Page text:

The Effect of Thought Field Therapy on Dental Fear among Saudi Women during Restorative Treatment


Amal S AlAwdah, AlHanouf AlHabdan, Bashayer AlTaifi  and Lamya AlMejrad


Background: This study aimed to evaluate the moderating effect of Thought Field Therapy (TFT) on dental fear and to compare this therapy with other non-medical fear-reduction methods.

Materials and Methods: We enrolled 160 Saudi women who had presented to King Saud University College of Dentistry Primary Clinics for restorative dental treatment. The participants were randomly assigned into four groups of 40, each of which was subjected to a different fear management treatment: TFT; Tell, Show, and Do (TSD) technique; Control Shift (CS); or a negative control (NG) in which no fear-reduction method was used. Each participant completed a pre-operative questionnaire and a post-operative questionnaire immediately after the dental procedure. Both questionnaires measured dental fear, pulse rate, and blood pressure. Data were collected and analyzed using the Statistical Package for the Social Sciences program.

Data provided:
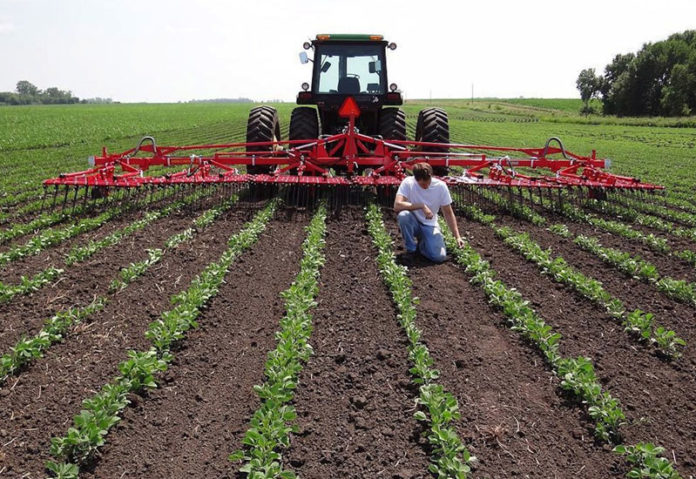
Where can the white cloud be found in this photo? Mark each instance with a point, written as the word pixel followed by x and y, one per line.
pixel 7 27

Task objective:
Write the next part of the dental fear study abstract, picking up after its final sentence. The listing is unrelated to the dental fear study abstract.

Response:
Results: The dental fear survey score for the tested sample was 44/100, indicating moderate dental fear. The TFT group showed significantly low dental fear (p < 0.05) after treatment, whereas the TSD and Control Shift groups showed significantly high blood pressure and pulse rate (p < 0.05). Approximately 65% patients in the TFT group would recommend this method to reduce fear; 57% patients in the TSD groups were satisfied, and 55% patients in the Control Shift group were satisfied. Only 25% patients in the negative control group were satisfied (25%).

Conclusion: TFT was more effective than both TSD and CS in reducing dental fear.